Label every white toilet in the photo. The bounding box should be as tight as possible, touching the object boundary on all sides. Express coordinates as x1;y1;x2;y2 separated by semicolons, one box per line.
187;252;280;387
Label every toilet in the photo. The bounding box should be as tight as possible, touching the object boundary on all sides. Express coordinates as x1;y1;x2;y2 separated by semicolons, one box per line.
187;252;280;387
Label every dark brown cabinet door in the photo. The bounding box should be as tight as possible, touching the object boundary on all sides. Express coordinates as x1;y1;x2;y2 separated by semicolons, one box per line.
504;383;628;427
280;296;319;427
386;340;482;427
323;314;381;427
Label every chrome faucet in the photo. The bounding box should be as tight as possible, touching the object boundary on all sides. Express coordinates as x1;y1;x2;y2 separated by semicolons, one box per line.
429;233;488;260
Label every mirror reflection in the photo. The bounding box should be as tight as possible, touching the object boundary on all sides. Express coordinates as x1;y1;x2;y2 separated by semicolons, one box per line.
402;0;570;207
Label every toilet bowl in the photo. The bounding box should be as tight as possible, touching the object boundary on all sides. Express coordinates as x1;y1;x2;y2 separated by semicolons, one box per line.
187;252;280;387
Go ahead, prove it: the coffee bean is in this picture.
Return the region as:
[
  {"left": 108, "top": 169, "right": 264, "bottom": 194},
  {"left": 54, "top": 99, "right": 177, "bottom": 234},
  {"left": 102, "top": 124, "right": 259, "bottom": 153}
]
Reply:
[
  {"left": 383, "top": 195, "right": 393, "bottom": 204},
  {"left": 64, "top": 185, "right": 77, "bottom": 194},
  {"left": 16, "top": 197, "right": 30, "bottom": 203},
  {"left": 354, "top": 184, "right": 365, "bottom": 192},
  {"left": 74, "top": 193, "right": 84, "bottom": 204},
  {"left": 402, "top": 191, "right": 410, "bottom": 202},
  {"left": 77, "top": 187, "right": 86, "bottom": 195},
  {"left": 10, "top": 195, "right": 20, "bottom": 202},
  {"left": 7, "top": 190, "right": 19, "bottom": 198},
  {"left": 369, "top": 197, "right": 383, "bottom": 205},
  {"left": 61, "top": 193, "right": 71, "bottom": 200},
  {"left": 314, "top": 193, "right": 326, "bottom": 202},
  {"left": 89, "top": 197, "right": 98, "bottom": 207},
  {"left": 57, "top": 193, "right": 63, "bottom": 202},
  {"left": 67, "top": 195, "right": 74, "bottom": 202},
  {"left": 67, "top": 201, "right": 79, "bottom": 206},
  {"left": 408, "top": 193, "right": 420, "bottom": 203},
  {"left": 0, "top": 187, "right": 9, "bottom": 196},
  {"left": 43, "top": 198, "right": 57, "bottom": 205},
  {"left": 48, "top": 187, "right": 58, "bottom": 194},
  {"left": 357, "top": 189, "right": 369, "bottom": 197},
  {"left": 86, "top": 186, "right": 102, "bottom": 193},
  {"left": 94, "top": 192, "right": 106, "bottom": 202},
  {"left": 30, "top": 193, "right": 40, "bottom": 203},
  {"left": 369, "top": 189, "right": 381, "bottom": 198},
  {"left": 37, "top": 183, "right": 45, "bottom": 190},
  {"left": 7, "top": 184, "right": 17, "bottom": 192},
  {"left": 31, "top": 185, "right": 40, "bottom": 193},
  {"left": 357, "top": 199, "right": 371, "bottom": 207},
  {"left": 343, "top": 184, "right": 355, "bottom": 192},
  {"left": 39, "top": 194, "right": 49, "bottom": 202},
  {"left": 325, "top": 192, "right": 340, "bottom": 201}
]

———

- **PROBLEM TO SOLVE**:
Scale the lines above that run from the one containing "Label every dark" through the one containing "429;233;488;260", both included, and repeat them with the requests unchanged. Multiply every bounding-box coordinate in the answers by 1.15 and round to whole numbers with halves rounded up, then output only those lines.

- **RESPONSE FOR THIS EXERCISE**:
Label every dark brown cabinet door in the photo. The bounding box should be as tight as possible, touching the object boundary on all sides. Express coordinates as x1;y1;x2;y2 separated by semicolons, one box per line.
580;440;722;491
322;340;367;491
444;391;554;491
371;361;438;491
Label every chrome faucet in the photo. The bounding box should be as tight as possible, touching the object boundary on all sides. Express coordinates as x1;y1;x2;y2 separated by semicolons, one box per line.
493;268;561;299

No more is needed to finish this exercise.